— DIRECTION —
Rewrite the entries below, starting at the line containing "Might I trouble you for the coordinates of the walking" and ending at the final line of the entries. Keep each request line unchanged and add 54 to every coordinate number in the answers.

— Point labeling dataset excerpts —
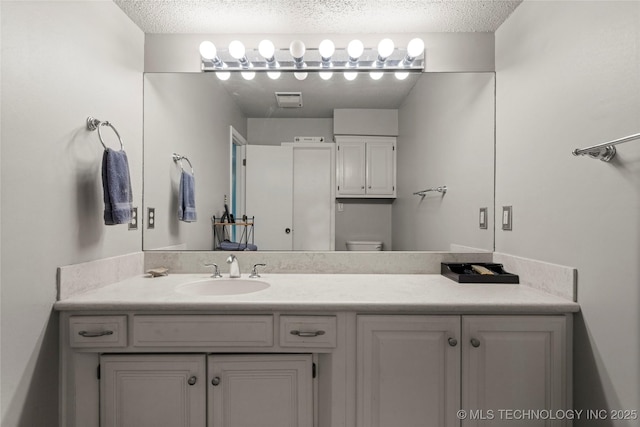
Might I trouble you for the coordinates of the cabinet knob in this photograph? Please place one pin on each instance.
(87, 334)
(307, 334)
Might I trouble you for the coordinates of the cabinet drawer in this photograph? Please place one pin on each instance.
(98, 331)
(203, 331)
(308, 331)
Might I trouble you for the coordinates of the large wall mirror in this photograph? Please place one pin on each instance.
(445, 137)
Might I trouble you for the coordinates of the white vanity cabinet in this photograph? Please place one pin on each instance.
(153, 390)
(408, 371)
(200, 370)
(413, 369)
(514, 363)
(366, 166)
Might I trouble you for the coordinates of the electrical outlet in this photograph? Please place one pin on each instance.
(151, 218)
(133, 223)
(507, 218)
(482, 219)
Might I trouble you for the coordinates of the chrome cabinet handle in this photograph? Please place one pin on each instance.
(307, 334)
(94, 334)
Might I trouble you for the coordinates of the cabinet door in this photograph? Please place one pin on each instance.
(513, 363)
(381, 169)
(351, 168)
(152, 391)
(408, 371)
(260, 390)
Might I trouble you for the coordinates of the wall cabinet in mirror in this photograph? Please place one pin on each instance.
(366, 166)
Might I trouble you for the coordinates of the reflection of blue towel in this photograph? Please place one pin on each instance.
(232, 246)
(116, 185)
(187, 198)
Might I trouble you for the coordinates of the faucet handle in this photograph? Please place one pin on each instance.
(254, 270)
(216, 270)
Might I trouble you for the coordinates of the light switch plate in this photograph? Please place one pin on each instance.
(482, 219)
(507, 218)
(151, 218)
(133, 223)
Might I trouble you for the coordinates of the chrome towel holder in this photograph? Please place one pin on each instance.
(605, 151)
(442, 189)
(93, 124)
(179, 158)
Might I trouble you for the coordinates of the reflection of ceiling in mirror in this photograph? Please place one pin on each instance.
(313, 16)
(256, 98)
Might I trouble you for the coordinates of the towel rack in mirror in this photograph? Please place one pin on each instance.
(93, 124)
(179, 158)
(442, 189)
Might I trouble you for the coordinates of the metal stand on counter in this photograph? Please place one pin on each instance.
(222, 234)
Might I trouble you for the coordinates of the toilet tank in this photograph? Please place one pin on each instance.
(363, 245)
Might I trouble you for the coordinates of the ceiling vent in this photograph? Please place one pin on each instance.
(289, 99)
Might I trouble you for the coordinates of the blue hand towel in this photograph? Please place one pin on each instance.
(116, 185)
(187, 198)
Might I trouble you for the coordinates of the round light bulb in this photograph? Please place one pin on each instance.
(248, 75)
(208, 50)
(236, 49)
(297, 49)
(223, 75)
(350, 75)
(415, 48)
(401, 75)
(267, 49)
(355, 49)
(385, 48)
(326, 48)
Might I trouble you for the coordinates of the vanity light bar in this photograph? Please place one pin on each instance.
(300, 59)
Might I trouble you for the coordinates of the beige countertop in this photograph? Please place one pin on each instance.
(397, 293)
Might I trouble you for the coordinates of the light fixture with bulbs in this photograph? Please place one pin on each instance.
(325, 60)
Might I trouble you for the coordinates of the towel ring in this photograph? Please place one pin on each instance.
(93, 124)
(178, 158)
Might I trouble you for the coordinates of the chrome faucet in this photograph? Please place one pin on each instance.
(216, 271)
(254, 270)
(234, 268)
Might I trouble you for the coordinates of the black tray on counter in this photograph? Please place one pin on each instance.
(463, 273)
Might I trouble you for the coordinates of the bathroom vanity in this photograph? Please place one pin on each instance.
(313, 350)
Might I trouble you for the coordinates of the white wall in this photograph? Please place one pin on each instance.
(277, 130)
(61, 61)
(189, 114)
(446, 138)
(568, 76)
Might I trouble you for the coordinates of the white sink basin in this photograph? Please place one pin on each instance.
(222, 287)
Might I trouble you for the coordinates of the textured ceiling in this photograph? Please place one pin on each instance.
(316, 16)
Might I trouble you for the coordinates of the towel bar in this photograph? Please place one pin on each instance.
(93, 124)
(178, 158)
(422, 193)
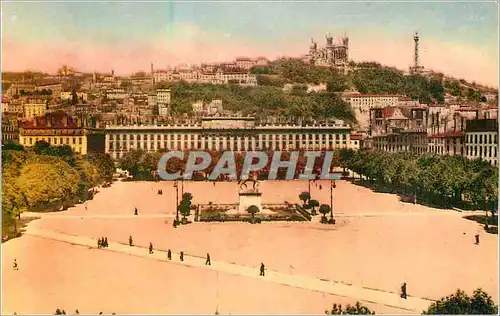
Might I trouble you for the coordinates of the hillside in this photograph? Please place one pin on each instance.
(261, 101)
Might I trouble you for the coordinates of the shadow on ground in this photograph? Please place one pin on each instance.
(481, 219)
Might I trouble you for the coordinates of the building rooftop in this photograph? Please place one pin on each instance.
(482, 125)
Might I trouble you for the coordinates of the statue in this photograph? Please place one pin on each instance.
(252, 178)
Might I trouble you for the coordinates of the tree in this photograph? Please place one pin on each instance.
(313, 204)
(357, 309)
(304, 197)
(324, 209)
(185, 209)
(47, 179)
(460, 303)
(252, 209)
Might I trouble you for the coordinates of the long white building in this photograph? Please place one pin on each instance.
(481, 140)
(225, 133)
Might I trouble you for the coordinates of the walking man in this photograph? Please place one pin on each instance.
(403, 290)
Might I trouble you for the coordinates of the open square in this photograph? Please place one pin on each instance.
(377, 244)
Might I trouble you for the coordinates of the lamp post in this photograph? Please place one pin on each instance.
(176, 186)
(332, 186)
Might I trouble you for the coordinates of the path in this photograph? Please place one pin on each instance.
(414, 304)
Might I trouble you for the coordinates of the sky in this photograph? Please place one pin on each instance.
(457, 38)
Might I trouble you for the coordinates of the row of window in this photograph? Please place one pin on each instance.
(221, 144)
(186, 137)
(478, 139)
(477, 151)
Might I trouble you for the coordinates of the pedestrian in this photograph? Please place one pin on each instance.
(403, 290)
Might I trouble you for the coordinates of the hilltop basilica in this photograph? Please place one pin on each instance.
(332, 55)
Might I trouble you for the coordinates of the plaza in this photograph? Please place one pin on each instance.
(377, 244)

— COMPLETED EXERCISE —
Might I trouble you for the coordinates of the walking man in this photograph? Please place one pin on each instance.
(457, 344)
Might I trouble you for the coordinates of the open square in this photograph? Please place one pin on each instance.
(431, 298)
Might I trouble you for the coordinates of the lamp post in this photograph? Please place one pin on each instance.
(230, 240)
(386, 240)
Might I trouble you for the coordinates of the path in this photograph? Please place one pin on each instance.
(468, 358)
Might I trouble you for the coordinates of the sky in this photograph? Please place one pin on each instance.
(511, 92)
Might I trouble you for the coordinates of the row of window in this photograph? Please place one pin on each instance.
(275, 198)
(240, 191)
(532, 193)
(531, 205)
Might I trouble you for the coordinates of the pedestrian in this photograph? Please place one pin on each instance.
(457, 344)
Might I trouble you for the coordinates of the hilltop basilica in this photograph? Please place one pin on each instance.
(386, 109)
Might I trouble you for the coordinates of the plaza in this photograph? Please place one pin on each instance.
(431, 298)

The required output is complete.